▶ _EXERCISE INSTRUCTIONS_:
**A.** Using the GCSE post, decide whether each statement agrees with it: (i) the new exams would be graded 1-6, with 7 being a fail; (ii) Paul said Gove was recreating O-Levels; (iii) a consultation is expected. Answer yes or no for each, and quote the deciding words.
**B.** Copy everything in the GCSE post from "There will apparently" down to "be further apart.".
**C.** According to the GCSE post, in what year would Gove replace GCSEs with O-Level style exams?

▶ _EXTRACT TO READ_:
So, having fallen into that dangerous 10pm sofa snooze last night, I was woken by Paul saying "GCSEs are gone". News was carefully passed on to tame right-wing newspapers leaked that Gove would be replacing GCSEs with O-Level style exams in 2015. The Grauniad picked up the story when it could. Some of the chatter on Twitter last night offered further details, that it would be graded 1-6, with 7 being a fail. Paul pointed out that wasn't Gove recreating O-Levels - he's bringing in Scottish Standard Grades. Recreating his own childhood north of the border perhaps?

There will apparently be a consultation. I suggest everyone who has ever been to, has any children at, plans to send any children to, or feels like employing anyone who has ever been to a school in England, Wales and Northern Ireland at some point, submits their responses to this consultation. Too many people are confusing rote learning with rigour, and the two couldn't be further apart.

[Records]

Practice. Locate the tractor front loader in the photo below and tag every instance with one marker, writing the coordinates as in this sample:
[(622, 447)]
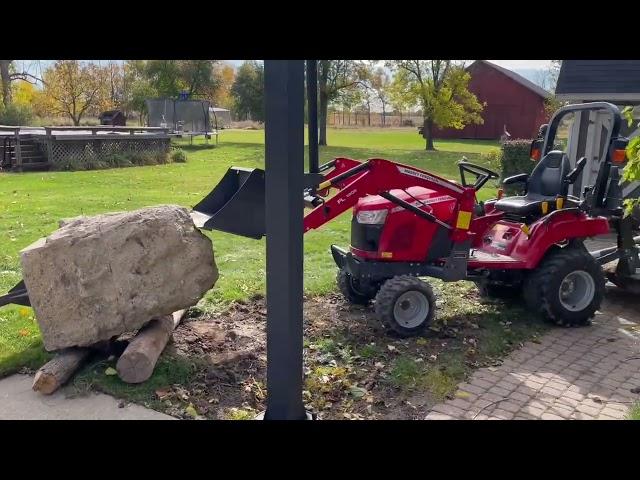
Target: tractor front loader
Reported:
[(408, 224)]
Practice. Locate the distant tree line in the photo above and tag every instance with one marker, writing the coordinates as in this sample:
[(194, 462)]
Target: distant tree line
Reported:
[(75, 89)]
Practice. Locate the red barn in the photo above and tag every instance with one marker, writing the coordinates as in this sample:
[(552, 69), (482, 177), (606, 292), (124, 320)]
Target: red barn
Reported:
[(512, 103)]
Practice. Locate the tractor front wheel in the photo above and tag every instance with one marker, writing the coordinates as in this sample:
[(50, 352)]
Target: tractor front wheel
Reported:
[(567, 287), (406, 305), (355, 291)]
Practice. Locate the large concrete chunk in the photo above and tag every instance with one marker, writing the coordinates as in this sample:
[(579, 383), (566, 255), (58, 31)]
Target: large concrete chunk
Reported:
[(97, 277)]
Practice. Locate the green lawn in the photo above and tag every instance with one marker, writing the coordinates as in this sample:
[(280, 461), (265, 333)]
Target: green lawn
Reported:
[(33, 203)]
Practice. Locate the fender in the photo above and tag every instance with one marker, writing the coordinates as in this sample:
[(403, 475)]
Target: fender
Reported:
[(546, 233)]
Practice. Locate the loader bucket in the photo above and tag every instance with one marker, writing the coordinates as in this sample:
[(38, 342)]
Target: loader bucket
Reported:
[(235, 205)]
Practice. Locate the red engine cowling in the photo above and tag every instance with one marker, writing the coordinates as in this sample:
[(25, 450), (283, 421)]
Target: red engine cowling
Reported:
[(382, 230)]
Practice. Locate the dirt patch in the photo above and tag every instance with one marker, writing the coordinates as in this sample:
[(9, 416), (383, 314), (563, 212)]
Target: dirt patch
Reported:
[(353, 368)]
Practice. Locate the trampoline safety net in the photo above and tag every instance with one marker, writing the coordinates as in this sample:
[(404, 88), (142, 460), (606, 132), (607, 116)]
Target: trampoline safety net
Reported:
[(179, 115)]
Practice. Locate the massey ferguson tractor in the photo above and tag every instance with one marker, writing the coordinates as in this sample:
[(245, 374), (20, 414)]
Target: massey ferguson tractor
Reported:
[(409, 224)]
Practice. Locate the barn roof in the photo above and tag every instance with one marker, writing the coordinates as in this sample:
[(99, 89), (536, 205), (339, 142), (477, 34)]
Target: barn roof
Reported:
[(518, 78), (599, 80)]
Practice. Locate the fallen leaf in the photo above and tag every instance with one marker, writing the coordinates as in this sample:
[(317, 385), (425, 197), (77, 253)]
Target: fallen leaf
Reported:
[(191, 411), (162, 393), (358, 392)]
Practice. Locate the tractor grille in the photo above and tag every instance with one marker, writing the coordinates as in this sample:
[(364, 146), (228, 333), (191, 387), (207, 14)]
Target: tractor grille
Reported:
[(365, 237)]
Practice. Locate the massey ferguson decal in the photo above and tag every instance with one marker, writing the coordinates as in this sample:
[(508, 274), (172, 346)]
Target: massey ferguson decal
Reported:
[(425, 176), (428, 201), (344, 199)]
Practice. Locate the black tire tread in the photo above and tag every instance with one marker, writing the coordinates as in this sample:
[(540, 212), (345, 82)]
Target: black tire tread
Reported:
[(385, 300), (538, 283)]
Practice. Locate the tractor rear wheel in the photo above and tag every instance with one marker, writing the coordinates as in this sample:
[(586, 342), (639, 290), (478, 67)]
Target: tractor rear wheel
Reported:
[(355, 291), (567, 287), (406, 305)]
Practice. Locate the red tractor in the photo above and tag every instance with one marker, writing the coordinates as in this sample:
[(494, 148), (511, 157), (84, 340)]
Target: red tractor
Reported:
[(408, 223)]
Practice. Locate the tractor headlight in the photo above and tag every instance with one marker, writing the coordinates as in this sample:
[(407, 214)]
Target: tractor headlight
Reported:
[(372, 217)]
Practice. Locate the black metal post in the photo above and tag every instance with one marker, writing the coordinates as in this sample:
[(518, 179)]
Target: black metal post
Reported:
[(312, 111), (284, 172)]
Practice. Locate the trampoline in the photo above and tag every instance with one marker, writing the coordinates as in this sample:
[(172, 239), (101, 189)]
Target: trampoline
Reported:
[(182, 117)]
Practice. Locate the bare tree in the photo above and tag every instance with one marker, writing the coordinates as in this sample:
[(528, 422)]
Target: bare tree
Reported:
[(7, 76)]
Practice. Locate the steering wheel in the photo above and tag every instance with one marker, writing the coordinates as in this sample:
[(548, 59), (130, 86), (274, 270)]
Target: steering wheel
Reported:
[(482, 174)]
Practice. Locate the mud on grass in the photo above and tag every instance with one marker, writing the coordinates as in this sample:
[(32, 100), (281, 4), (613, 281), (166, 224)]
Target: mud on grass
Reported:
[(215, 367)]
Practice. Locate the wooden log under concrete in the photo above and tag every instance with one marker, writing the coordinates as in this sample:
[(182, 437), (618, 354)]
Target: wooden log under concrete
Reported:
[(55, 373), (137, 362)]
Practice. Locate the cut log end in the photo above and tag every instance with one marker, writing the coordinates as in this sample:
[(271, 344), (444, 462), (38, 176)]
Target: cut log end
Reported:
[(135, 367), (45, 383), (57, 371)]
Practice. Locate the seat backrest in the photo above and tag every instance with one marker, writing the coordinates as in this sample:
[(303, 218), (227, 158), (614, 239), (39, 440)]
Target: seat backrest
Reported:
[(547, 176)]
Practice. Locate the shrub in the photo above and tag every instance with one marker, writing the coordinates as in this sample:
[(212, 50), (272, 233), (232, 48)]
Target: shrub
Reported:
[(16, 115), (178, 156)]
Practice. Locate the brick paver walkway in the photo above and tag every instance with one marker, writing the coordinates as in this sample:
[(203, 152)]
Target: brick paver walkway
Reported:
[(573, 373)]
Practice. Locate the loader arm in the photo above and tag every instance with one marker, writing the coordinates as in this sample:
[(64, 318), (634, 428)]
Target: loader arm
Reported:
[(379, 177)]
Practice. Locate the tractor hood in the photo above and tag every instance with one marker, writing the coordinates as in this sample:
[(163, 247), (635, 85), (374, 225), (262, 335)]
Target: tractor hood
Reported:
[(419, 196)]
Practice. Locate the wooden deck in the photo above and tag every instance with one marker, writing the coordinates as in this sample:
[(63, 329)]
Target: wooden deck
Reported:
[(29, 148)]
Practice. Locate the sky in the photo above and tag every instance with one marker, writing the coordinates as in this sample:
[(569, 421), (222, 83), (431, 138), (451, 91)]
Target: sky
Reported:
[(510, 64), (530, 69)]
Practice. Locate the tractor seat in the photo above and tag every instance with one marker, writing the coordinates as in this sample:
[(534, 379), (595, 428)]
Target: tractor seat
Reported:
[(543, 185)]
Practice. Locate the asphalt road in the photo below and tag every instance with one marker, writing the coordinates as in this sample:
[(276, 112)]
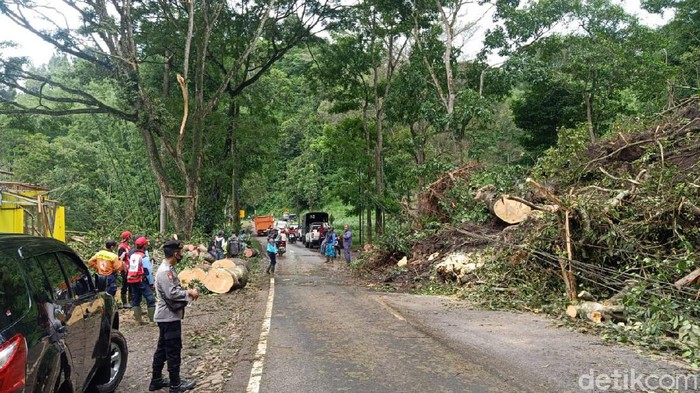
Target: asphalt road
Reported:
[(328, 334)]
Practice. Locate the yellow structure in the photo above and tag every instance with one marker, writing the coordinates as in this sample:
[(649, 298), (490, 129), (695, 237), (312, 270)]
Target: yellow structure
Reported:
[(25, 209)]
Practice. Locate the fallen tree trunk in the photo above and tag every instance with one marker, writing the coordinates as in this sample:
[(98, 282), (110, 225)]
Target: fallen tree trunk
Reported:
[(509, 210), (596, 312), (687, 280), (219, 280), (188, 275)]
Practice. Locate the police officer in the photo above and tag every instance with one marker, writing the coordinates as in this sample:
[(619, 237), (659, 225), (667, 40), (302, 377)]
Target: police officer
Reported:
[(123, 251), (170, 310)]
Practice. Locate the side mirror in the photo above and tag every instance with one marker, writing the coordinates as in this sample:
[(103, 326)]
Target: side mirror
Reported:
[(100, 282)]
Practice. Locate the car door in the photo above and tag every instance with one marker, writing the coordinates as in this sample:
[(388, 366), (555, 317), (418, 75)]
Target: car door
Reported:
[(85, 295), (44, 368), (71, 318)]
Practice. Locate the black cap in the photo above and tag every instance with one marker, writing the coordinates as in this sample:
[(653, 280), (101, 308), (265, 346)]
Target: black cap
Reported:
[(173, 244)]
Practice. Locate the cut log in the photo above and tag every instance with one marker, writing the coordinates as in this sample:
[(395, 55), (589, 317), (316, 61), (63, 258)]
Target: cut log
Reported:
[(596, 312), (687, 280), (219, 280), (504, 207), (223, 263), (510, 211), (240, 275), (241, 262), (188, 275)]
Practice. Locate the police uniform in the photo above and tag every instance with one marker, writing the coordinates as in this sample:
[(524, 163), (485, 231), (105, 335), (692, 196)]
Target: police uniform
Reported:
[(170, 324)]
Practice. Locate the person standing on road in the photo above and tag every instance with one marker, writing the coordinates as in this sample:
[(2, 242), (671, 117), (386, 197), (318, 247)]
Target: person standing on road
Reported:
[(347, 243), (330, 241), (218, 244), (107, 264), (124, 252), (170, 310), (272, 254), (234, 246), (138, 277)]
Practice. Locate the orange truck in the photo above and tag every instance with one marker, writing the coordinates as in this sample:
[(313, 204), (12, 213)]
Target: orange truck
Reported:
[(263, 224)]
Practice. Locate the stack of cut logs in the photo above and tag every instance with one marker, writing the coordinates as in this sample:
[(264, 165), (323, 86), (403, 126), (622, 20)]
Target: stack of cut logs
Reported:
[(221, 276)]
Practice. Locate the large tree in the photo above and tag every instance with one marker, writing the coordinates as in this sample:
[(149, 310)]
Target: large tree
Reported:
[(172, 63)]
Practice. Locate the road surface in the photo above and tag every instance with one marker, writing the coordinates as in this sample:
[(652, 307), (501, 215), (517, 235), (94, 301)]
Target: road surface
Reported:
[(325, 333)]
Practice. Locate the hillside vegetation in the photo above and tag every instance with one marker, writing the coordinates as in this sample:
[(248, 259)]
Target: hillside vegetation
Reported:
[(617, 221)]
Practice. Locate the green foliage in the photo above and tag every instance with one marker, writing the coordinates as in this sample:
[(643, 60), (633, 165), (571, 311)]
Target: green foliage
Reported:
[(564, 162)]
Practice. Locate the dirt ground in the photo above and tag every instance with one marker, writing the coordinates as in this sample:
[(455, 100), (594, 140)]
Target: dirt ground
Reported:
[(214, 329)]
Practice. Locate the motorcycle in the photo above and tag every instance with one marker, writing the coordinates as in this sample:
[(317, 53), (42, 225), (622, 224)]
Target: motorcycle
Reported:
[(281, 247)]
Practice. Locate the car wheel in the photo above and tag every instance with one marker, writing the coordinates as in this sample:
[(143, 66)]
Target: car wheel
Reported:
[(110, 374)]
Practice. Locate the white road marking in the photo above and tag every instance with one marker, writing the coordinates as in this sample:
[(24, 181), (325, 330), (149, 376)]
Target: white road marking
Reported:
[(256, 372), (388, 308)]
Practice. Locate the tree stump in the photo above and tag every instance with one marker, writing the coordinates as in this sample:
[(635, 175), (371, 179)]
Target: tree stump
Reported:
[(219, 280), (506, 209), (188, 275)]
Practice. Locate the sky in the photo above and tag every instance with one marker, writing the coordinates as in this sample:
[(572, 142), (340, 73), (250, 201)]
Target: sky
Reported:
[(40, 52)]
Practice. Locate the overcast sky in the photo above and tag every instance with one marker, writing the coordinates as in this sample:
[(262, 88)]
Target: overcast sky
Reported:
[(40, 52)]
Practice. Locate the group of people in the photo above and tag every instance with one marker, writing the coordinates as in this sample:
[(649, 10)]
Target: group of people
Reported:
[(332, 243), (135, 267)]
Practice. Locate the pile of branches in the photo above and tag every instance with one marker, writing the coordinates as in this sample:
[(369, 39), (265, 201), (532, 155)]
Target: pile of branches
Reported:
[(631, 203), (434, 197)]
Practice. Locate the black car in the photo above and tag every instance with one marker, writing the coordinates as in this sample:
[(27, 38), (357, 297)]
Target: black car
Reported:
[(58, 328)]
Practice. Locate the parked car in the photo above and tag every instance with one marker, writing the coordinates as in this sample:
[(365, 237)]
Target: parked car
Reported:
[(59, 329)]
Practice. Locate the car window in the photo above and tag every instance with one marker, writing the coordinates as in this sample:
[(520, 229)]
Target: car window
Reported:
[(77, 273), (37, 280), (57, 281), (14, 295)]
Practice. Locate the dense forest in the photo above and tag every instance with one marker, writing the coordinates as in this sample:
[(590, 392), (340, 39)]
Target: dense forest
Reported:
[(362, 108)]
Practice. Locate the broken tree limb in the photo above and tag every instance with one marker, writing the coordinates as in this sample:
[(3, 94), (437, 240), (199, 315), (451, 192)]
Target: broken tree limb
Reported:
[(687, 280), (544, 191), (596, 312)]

▶ _TASK SOLUTIONS_:
**A.**
(i) Yes: "that it would be graded 1-6, with 7 being a fail"
(ii) No: "Paul pointed out that wasn't Gove recreating O-Levels - he's bringing in Scottish Standard Grades."
(iii) Yes: "There will apparently be a consultation."

**B.**
There will apparently be a consultation. I suggest everyone who has ever been to, has any children at, plans to send any children to, or feels like employing anyone who has ever been to a school in England, Wales and Northern Ireland at some point, submits their responses to this consultation. Too many people are confusing rote learning with rigour, and the two couldn't be further apart.

**C.** 2015